(Segmentation dataset excerpts)
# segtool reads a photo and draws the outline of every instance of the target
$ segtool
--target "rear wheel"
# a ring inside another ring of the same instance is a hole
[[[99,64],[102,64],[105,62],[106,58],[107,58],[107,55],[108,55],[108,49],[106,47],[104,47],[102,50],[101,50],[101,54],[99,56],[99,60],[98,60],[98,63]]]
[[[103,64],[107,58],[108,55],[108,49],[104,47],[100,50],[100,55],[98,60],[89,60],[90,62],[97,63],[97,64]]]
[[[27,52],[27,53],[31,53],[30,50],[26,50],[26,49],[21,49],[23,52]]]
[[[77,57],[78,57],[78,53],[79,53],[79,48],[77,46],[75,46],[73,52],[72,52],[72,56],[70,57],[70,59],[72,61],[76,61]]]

### AIM OF THE EXERCISE
Please transcribe every line of the rows above with no changes.

### SOLVED EXERCISE
# segtool reads a photo and draws the outline of every instance of the target
$ segtool
--target "rear wheel"
# a ring inside another ring of the same instance is a hole
[[[99,64],[102,64],[105,62],[106,58],[107,58],[107,55],[108,55],[108,49],[106,47],[104,47],[102,50],[101,50],[101,54],[99,56],[99,60],[98,60],[98,63]]]
[[[103,64],[107,58],[108,55],[108,49],[104,47],[100,50],[100,55],[98,60],[89,60],[90,62],[97,63],[97,64]]]
[[[27,52],[27,53],[31,53],[30,50],[26,50],[26,49],[21,49],[23,52]]]
[[[77,57],[78,57],[78,53],[79,53],[79,48],[77,46],[75,46],[73,52],[72,52],[72,56],[70,57],[70,59],[72,61],[76,61]]]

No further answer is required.